_Set task_
Starting at the line with "Make sure each instance of the distant" in it, reproduce each line below through the last one, exactly, and include nothing else.

* Begin *

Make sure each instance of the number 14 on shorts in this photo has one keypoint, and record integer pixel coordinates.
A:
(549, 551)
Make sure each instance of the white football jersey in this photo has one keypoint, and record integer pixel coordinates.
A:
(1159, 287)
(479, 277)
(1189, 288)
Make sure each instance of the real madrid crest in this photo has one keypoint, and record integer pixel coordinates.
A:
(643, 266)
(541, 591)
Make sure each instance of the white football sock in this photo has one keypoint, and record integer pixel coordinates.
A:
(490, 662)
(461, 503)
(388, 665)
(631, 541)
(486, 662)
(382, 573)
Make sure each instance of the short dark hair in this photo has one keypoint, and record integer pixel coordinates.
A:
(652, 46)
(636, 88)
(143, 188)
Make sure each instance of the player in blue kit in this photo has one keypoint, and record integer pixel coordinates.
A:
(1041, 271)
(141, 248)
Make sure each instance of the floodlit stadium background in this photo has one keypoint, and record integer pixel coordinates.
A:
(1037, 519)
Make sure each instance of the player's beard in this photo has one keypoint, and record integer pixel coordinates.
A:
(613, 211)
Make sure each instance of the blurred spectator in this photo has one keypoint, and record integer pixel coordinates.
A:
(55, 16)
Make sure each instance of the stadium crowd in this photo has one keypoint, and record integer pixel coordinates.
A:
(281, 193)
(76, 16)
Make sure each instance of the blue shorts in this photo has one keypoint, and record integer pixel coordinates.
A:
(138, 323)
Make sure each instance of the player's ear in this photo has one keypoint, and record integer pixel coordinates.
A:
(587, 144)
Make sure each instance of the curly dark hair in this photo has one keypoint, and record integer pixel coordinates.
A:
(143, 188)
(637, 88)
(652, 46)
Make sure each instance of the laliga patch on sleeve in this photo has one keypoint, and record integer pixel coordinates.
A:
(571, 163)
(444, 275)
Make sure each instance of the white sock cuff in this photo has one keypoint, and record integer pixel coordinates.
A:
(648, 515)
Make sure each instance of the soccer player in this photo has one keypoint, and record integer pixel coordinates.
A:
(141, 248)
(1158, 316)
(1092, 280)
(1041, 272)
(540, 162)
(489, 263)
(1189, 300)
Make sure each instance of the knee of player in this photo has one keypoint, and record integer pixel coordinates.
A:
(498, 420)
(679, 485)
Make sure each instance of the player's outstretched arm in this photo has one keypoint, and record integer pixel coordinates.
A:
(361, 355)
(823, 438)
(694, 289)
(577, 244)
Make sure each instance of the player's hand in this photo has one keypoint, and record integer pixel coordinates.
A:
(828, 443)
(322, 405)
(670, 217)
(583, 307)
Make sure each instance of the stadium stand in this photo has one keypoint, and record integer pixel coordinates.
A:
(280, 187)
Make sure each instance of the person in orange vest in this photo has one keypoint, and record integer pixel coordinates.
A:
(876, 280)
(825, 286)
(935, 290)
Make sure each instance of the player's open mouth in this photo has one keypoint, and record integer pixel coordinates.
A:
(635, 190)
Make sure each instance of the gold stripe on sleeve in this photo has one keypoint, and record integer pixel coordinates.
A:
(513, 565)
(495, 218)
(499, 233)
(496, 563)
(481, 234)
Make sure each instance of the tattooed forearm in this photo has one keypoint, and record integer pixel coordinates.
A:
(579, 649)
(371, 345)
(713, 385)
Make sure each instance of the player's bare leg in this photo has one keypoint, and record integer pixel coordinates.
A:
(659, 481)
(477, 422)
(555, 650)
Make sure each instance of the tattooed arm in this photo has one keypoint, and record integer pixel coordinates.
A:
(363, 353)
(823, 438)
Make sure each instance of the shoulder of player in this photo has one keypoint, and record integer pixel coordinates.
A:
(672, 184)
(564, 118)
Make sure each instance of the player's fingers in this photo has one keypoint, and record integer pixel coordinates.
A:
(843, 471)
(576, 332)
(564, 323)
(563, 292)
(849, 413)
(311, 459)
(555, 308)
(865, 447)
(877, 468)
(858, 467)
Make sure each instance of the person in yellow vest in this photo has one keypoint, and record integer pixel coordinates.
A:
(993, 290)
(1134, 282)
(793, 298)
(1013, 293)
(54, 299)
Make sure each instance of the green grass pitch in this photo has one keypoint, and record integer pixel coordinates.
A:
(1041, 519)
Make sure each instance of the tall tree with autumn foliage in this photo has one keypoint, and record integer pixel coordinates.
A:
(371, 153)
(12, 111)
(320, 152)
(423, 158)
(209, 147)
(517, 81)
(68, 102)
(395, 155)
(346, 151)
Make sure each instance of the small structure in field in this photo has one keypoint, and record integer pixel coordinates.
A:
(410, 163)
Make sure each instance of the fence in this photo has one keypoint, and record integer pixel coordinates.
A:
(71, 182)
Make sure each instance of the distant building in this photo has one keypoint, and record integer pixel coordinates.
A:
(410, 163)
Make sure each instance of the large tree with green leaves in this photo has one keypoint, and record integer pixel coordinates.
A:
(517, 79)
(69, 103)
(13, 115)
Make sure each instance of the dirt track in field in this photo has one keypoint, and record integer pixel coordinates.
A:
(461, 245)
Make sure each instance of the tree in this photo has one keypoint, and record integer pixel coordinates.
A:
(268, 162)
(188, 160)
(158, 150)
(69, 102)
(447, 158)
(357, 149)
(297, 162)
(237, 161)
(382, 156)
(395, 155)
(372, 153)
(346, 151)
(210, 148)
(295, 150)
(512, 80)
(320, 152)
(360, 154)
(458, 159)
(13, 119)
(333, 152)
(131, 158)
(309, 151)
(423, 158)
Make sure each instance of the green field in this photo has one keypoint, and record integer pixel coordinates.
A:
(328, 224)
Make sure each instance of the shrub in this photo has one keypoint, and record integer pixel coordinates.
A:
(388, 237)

* End *

_Result for this task_
Make sure each instance of the distant building in this photo has one keypoint, and record integer pixel coordinates.
A:
(410, 163)
Make sure each instance of the large tree with green leaves in this photo has one keypoint, and record integer pixel coordinates.
A:
(517, 79)
(69, 103)
(13, 115)
Make sure each instance of the dirt track in field in this photo has one keypoint, and record integer pixel coordinates.
A:
(461, 245)
Make sure each instance of the tree in this photo has one keypoint, and record integer pixel coordinates.
A:
(268, 162)
(188, 160)
(158, 150)
(69, 102)
(447, 158)
(357, 149)
(297, 162)
(237, 161)
(382, 156)
(395, 155)
(372, 153)
(346, 151)
(210, 148)
(295, 150)
(512, 80)
(320, 152)
(360, 154)
(458, 159)
(13, 119)
(333, 152)
(131, 158)
(309, 151)
(423, 158)
Make sure each instance of the green field in this photo has one keypoint, and record integer pixel coordinates.
A:
(328, 224)
Make sure each instance of the shrub in this photo has one keypoint, and record integer pixel coordinates.
A:
(388, 237)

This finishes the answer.